Work to be completed: From the records below, report the number of lines that contain "beige", and add nothing.

Exercise data:
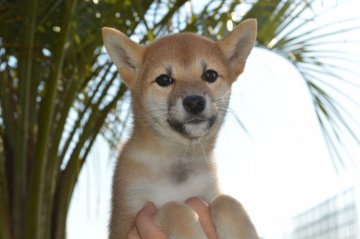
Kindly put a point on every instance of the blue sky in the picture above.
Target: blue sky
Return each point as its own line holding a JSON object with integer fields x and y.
{"x": 281, "y": 168}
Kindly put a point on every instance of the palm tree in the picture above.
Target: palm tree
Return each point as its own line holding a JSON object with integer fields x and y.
{"x": 59, "y": 91}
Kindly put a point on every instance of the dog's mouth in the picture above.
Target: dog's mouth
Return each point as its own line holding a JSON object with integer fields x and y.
{"x": 194, "y": 127}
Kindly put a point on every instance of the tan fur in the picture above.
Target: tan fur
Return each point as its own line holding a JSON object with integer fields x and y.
{"x": 168, "y": 157}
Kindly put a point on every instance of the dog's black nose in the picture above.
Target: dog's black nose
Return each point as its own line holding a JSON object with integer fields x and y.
{"x": 194, "y": 104}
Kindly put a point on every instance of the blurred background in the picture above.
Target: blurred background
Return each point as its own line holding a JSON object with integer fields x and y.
{"x": 289, "y": 149}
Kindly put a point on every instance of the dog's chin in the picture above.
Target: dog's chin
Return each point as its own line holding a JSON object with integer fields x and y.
{"x": 194, "y": 128}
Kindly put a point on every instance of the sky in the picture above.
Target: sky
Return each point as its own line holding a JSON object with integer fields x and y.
{"x": 280, "y": 168}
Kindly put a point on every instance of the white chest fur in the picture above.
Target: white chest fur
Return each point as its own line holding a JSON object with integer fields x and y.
{"x": 163, "y": 189}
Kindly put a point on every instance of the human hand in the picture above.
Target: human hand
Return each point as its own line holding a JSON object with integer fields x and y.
{"x": 145, "y": 227}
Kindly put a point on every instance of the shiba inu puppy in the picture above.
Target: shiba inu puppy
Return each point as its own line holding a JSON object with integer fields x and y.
{"x": 180, "y": 87}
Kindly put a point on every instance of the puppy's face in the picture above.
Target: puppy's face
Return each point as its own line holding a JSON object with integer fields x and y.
{"x": 181, "y": 83}
{"x": 183, "y": 86}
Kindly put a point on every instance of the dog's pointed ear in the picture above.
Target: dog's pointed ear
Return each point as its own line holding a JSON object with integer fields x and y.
{"x": 238, "y": 45}
{"x": 126, "y": 54}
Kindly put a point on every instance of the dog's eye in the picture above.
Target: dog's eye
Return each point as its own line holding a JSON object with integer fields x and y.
{"x": 164, "y": 80}
{"x": 210, "y": 76}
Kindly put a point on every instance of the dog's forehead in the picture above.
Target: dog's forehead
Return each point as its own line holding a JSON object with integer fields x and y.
{"x": 182, "y": 48}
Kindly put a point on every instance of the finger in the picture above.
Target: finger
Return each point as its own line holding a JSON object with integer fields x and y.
{"x": 203, "y": 210}
{"x": 145, "y": 223}
{"x": 133, "y": 234}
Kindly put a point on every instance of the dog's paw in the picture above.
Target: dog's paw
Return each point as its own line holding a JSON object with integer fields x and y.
{"x": 230, "y": 219}
{"x": 179, "y": 221}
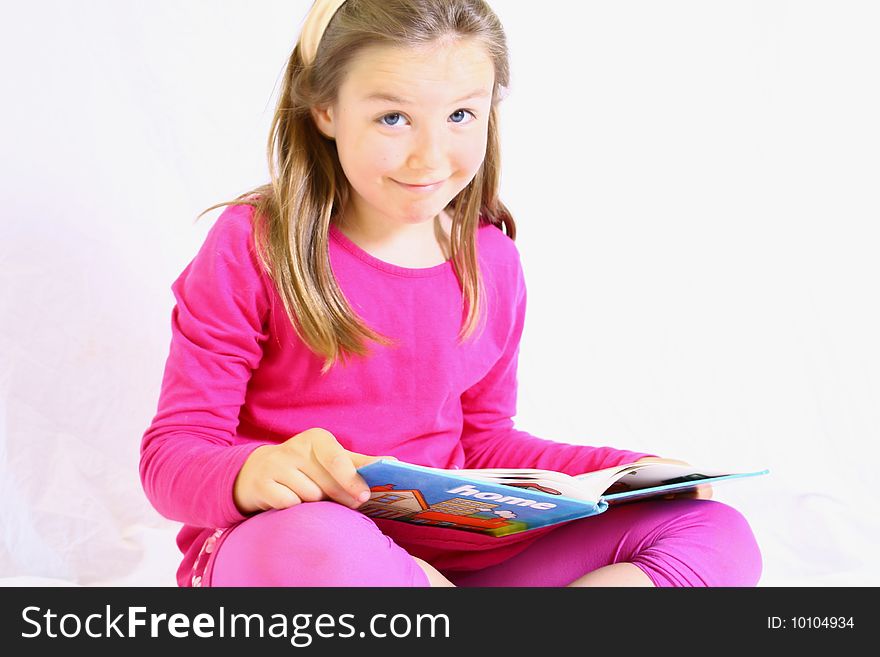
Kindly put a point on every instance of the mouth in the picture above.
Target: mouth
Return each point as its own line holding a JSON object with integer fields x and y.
{"x": 422, "y": 188}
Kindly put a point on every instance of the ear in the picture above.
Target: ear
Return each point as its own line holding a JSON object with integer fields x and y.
{"x": 324, "y": 120}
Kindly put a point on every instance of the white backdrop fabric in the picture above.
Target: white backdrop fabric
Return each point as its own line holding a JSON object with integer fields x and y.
{"x": 695, "y": 188}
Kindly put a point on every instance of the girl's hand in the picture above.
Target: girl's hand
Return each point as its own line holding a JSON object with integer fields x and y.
{"x": 309, "y": 467}
{"x": 702, "y": 492}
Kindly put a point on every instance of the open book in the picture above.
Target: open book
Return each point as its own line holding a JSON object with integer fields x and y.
{"x": 499, "y": 502}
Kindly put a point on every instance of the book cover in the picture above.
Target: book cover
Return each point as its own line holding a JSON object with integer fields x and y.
{"x": 502, "y": 502}
{"x": 440, "y": 498}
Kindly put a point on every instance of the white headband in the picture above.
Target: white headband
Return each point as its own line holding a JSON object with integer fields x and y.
{"x": 315, "y": 24}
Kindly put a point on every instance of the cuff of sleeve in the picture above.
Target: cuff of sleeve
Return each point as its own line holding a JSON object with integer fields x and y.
{"x": 240, "y": 454}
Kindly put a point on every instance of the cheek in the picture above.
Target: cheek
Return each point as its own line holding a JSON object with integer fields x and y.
{"x": 472, "y": 155}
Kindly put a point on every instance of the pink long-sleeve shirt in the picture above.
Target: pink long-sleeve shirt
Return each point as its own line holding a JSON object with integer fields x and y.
{"x": 238, "y": 377}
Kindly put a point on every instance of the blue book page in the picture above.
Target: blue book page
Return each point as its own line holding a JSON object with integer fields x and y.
{"x": 425, "y": 496}
{"x": 671, "y": 485}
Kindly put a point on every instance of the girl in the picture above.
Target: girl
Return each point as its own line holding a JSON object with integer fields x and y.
{"x": 369, "y": 302}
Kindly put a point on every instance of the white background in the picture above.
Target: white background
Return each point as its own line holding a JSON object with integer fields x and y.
{"x": 695, "y": 186}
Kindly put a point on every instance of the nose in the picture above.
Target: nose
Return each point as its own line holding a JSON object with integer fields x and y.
{"x": 427, "y": 151}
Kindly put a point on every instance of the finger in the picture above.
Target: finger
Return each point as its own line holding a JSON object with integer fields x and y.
{"x": 302, "y": 485}
{"x": 278, "y": 496}
{"x": 331, "y": 468}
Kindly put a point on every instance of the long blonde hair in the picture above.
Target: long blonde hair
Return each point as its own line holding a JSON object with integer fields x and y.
{"x": 308, "y": 186}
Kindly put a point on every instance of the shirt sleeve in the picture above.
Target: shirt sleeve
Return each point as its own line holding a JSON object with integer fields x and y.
{"x": 189, "y": 456}
{"x": 489, "y": 437}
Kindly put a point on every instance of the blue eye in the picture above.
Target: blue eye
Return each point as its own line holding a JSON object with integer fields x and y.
{"x": 390, "y": 125}
{"x": 397, "y": 118}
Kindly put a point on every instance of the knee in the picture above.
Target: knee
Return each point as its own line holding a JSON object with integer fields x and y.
{"x": 313, "y": 544}
{"x": 730, "y": 541}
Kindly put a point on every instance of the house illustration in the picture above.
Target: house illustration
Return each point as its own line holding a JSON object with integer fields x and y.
{"x": 410, "y": 505}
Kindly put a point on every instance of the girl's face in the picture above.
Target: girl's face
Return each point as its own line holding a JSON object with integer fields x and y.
{"x": 411, "y": 129}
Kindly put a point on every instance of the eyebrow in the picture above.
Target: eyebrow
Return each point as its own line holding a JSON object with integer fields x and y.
{"x": 402, "y": 101}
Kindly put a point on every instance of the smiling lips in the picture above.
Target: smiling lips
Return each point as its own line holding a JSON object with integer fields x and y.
{"x": 421, "y": 188}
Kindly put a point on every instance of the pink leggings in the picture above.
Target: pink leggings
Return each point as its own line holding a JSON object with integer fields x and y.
{"x": 680, "y": 542}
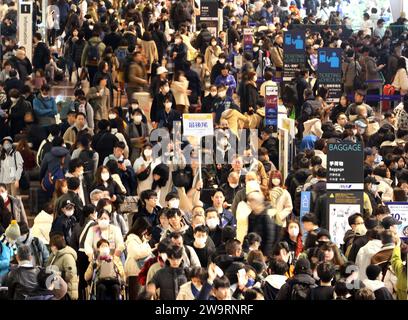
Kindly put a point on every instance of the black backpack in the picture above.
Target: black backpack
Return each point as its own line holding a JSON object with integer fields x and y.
{"x": 300, "y": 291}
{"x": 93, "y": 54}
{"x": 87, "y": 158}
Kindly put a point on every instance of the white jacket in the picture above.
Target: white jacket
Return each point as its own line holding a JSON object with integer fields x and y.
{"x": 185, "y": 292}
{"x": 42, "y": 226}
{"x": 137, "y": 249}
{"x": 364, "y": 256}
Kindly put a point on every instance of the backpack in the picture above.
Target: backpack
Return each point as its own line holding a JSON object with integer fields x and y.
{"x": 87, "y": 158}
{"x": 388, "y": 90}
{"x": 93, "y": 54}
{"x": 51, "y": 177}
{"x": 300, "y": 291}
{"x": 289, "y": 93}
{"x": 108, "y": 271}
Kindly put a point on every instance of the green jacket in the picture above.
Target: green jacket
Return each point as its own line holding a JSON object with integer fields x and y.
{"x": 64, "y": 261}
{"x": 400, "y": 272}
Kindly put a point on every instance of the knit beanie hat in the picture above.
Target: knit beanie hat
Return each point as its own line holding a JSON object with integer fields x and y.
{"x": 13, "y": 231}
{"x": 302, "y": 266}
{"x": 373, "y": 271}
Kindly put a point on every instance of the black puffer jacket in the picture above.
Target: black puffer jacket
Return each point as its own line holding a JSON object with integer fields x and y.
{"x": 169, "y": 280}
{"x": 285, "y": 293}
{"x": 23, "y": 281}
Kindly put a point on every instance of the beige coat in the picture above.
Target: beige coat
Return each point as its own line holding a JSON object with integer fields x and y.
{"x": 179, "y": 90}
{"x": 236, "y": 120}
{"x": 150, "y": 51}
{"x": 64, "y": 261}
{"x": 101, "y": 104}
{"x": 137, "y": 249}
{"x": 211, "y": 56}
{"x": 281, "y": 207}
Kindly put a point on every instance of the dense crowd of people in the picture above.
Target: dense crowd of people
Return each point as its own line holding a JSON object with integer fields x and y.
{"x": 126, "y": 213}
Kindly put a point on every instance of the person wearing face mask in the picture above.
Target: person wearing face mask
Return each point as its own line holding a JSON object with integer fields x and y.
{"x": 209, "y": 100}
{"x": 158, "y": 102}
{"x": 86, "y": 222}
{"x": 39, "y": 251}
{"x": 17, "y": 107}
{"x": 65, "y": 222}
{"x": 45, "y": 107}
{"x": 105, "y": 182}
{"x": 63, "y": 260}
{"x": 251, "y": 98}
{"x": 180, "y": 89}
{"x": 226, "y": 79}
{"x": 138, "y": 251}
{"x": 212, "y": 221}
{"x": 8, "y": 248}
{"x": 168, "y": 115}
{"x": 211, "y": 54}
{"x": 11, "y": 166}
{"x": 179, "y": 52}
{"x": 103, "y": 230}
{"x": 117, "y": 218}
{"x": 191, "y": 289}
{"x": 359, "y": 96}
{"x": 137, "y": 133}
{"x": 280, "y": 199}
{"x": 217, "y": 67}
{"x": 204, "y": 249}
{"x": 105, "y": 288}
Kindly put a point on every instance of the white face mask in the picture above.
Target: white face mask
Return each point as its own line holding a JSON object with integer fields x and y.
{"x": 103, "y": 224}
{"x": 104, "y": 252}
{"x": 222, "y": 94}
{"x": 201, "y": 241}
{"x": 4, "y": 195}
{"x": 69, "y": 213}
{"x": 174, "y": 203}
{"x": 294, "y": 232}
{"x": 148, "y": 152}
{"x": 137, "y": 119}
{"x": 276, "y": 182}
{"x": 213, "y": 223}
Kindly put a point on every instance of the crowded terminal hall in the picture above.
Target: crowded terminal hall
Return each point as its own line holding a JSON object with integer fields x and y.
{"x": 203, "y": 150}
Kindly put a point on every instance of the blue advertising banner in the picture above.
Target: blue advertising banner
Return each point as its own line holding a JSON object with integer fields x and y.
{"x": 305, "y": 201}
{"x": 329, "y": 73}
{"x": 294, "y": 54}
{"x": 399, "y": 211}
{"x": 271, "y": 106}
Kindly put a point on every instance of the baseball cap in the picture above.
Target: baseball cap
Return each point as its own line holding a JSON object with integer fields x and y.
{"x": 389, "y": 221}
{"x": 161, "y": 70}
{"x": 68, "y": 203}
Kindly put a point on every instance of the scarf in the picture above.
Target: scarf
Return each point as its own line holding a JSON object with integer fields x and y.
{"x": 12, "y": 247}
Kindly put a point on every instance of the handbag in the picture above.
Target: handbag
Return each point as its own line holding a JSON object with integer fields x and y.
{"x": 145, "y": 173}
{"x": 24, "y": 182}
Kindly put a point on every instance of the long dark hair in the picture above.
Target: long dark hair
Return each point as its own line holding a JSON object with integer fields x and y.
{"x": 139, "y": 227}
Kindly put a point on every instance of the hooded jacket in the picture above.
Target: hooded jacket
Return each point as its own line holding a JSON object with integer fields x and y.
{"x": 52, "y": 160}
{"x": 169, "y": 280}
{"x": 285, "y": 292}
{"x": 65, "y": 261}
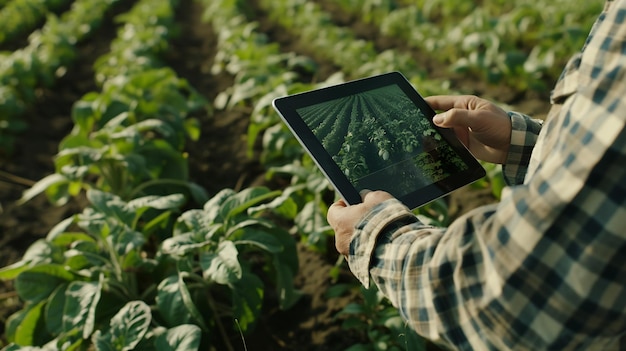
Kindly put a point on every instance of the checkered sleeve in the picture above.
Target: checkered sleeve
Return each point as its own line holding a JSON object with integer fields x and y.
{"x": 543, "y": 269}
{"x": 524, "y": 133}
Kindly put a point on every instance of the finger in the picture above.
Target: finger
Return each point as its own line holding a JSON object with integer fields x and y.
{"x": 446, "y": 102}
{"x": 373, "y": 198}
{"x": 455, "y": 118}
{"x": 364, "y": 192}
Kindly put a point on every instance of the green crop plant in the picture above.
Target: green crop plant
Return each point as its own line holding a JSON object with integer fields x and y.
{"x": 141, "y": 275}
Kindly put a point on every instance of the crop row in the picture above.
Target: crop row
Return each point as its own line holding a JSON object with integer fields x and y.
{"x": 521, "y": 43}
{"x": 131, "y": 269}
{"x": 20, "y": 17}
{"x": 49, "y": 53}
{"x": 169, "y": 274}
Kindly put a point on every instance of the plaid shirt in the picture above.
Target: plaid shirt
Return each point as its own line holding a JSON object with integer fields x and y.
{"x": 546, "y": 267}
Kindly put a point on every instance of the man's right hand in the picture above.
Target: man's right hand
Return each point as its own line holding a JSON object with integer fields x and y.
{"x": 483, "y": 127}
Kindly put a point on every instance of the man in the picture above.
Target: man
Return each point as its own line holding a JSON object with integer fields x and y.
{"x": 546, "y": 267}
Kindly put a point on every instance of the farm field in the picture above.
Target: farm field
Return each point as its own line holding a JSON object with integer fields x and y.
{"x": 138, "y": 148}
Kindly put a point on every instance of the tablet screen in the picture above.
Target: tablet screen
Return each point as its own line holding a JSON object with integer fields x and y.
{"x": 381, "y": 138}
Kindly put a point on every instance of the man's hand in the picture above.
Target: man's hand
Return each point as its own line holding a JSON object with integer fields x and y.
{"x": 344, "y": 218}
{"x": 484, "y": 128}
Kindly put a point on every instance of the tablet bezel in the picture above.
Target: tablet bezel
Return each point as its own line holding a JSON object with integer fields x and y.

Output of the exercise: 2